▶ _What the task requires_:
Reproduce the entire listing below word for word.

Items stored from a collection
§

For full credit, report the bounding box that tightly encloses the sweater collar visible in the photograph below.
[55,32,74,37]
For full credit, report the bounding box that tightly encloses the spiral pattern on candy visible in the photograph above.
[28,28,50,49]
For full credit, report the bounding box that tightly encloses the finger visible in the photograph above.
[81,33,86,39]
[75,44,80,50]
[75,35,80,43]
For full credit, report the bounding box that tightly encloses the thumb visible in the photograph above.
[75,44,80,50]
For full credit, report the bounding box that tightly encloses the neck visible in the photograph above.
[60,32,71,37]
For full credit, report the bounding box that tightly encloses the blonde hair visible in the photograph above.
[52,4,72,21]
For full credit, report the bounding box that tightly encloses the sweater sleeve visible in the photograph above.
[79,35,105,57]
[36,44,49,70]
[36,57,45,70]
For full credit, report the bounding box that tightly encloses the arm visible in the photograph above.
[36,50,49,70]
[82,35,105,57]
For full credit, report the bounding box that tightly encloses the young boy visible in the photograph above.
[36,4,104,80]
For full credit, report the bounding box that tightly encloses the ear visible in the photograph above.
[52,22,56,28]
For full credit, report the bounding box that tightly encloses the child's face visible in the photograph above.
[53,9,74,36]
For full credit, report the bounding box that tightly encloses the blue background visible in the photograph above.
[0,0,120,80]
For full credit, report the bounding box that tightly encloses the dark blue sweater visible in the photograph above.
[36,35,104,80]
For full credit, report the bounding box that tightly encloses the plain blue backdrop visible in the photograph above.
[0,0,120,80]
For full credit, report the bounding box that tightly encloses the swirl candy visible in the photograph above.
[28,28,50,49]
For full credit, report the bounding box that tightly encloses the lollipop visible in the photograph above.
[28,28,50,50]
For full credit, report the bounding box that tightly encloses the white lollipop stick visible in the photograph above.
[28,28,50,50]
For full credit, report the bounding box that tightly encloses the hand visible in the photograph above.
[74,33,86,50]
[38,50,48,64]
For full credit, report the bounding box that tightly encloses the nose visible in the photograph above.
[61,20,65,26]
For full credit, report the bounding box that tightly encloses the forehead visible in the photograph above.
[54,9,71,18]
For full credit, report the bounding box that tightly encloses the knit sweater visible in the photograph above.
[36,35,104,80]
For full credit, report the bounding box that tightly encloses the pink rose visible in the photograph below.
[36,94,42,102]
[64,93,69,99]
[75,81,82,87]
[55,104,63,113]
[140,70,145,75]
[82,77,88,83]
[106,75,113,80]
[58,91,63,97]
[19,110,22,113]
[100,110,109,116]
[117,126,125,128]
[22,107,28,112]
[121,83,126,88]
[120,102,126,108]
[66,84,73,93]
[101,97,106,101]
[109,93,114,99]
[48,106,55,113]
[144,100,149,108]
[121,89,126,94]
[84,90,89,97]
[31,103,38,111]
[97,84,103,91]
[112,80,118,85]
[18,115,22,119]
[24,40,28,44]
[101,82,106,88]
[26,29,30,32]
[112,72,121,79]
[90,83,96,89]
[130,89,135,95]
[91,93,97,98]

§

▶ _Problem solution_:
For full credit, report the bounding box that tightly encloses the sweater collar visible in the photograph below.
[55,32,74,37]
For full credit, report the bounding box that tightly encloses the spiral pattern on candy visible in the photograph above.
[28,28,50,49]
For full credit, report the bounding box that tightly encloses the finger visible in the photograph above.
[81,33,86,39]
[75,44,80,50]
[75,35,80,43]
For full credit, report the bounding box that tightly encloses the thumb visible in the photograph above.
[75,44,80,50]
For full credit, report the bounding box that tightly encloses the neck visible in the photograph above.
[60,32,71,37]
For full credit, report the bounding box that tightly encloses the blonde hair visible in the photograph above.
[52,4,72,21]
For full credit, report the bounding box that tightly encloses the sweater sleeve visible in the photograph above.
[79,35,105,57]
[36,44,49,70]
[36,57,45,70]
For full credit, report the bounding box that tightly encloses the arm visible in the photograph above.
[36,50,49,70]
[82,35,105,57]
For full credit, report the bounding box that tightly encloses the young boy visible in the photograph above.
[36,4,104,80]
For full credit, report the bounding box that tightly encloses the ear visible in the photograph above.
[52,22,56,28]
For full credit, report the bounding box that tightly encloses the child's face visible in the photograph above.
[53,9,74,36]
For full credit, report the bounding box that tightly encloses the blue background visible in the photograph above.
[0,0,120,80]
For full credit, report the bounding box that tightly encloses the dark blue sweater visible in the photograph above.
[36,35,104,80]
For full credit, report the bounding box that tightly encloses the plain blue backdrop visible in the photograph above.
[0,0,120,80]
For full credit, report the bounding box that tightly encloses the swirl candy visible in the photograph above.
[28,28,50,49]
For full credit, report the bounding box that tightly encloses the lollipop visible in the photograph above.
[28,28,50,50]
For full credit, report the bounding box that tightly encloses the white lollipop stick visible in the photograph above.
[28,28,50,50]
For full credit, report the bounding box that tightly encloses the hand visible in the photograph above.
[74,33,86,50]
[38,50,48,64]
For full credit, report the bounding box that tightly encloses the nose visible in the photograph above.
[61,20,65,26]
For full credit, report the bounding box that tightly encloses the forehead visible in the photograph above.
[54,9,71,18]
For full credit, report the bounding box that tightly encloses the knit sweater visible in the photograph above.
[36,35,104,80]
For full credit, report the bounding box that tightly encloses the pink rose visible in the photograph below.
[36,94,42,102]
[64,93,69,99]
[75,81,82,87]
[55,104,63,113]
[140,70,145,75]
[82,77,88,83]
[106,75,113,80]
[58,91,63,97]
[19,110,22,113]
[100,110,109,116]
[117,126,125,128]
[22,107,28,112]
[121,83,126,88]
[120,102,126,108]
[66,84,73,93]
[101,97,106,101]
[109,93,114,99]
[48,106,55,113]
[144,100,149,108]
[121,89,126,94]
[84,90,89,97]
[31,103,38,111]
[97,84,103,91]
[112,80,118,85]
[18,115,22,119]
[24,40,28,44]
[101,82,106,88]
[26,29,30,32]
[112,72,121,79]
[90,83,96,89]
[130,89,135,95]
[91,93,97,98]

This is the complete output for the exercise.